> **Exercise requirements**: Scale every entry below by restating all of its lines, requests included, with each x and y coordinate in the answers multiplied by 0.95 and rounded to the nearest whole number, halves rounded up.

> **Given information**:
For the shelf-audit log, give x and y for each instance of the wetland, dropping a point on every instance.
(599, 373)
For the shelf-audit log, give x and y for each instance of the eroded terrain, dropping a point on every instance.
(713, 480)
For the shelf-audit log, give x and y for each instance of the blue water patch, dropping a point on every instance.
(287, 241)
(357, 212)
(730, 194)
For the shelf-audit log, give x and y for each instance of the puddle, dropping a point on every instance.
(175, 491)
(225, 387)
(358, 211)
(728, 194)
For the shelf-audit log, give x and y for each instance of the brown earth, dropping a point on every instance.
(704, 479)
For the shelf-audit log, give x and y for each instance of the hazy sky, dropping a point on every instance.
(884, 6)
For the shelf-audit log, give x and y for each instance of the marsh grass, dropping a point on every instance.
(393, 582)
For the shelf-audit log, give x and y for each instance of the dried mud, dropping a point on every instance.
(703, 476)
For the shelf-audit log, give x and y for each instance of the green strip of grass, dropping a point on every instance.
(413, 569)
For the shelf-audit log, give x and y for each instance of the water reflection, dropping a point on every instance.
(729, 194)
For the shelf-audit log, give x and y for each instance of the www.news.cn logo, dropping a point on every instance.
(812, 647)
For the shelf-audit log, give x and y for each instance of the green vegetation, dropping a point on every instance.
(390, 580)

> **Response**:
For the shelf-audit log, give x and y for each instance of the wetland, dropping a point on every instance.
(569, 354)
For the shelf-audit log, give x and y for each instance of the eroded terrain, dropping a point on every instance.
(677, 456)
For the shelf-audit log, give x and y for each instance of the blue water patch, dropping a point on every instance.
(273, 229)
(339, 201)
(694, 184)
For the shelf-audit log, give x and y for each instance of the puddle, dropping a point on every instance.
(166, 466)
(214, 368)
(340, 200)
(692, 184)
For the shelf-audit log, give x and y for each instance of the brown earth, dropping a point on every instance.
(669, 455)
For the shelf-audit log, give x and y for each instance of the hazy sky, dropping a point on every instance.
(840, 6)
For the shelf-audit log, give x and y for each instance of the marsh grass, dropping a point on every instance.
(373, 553)
For the shelf-audit log, give x and y for each instance of the dried mud, dropping a point on every instance.
(668, 452)
For the shelf-audit log, give x and y for each instance of the green strip of grass, dropping a point on every instance.
(392, 541)
For the shelf-audit log, give x and y for each instance of the water reflection, dropping a point on every instance.
(693, 184)
For the shelf-audit log, give x and y for each instance of the www.news.cn logo, dropping a point on every instance.
(771, 615)
For the shelf-audit log, give x and y for each instance of the green vegetation, dropping a point on every instance.
(371, 551)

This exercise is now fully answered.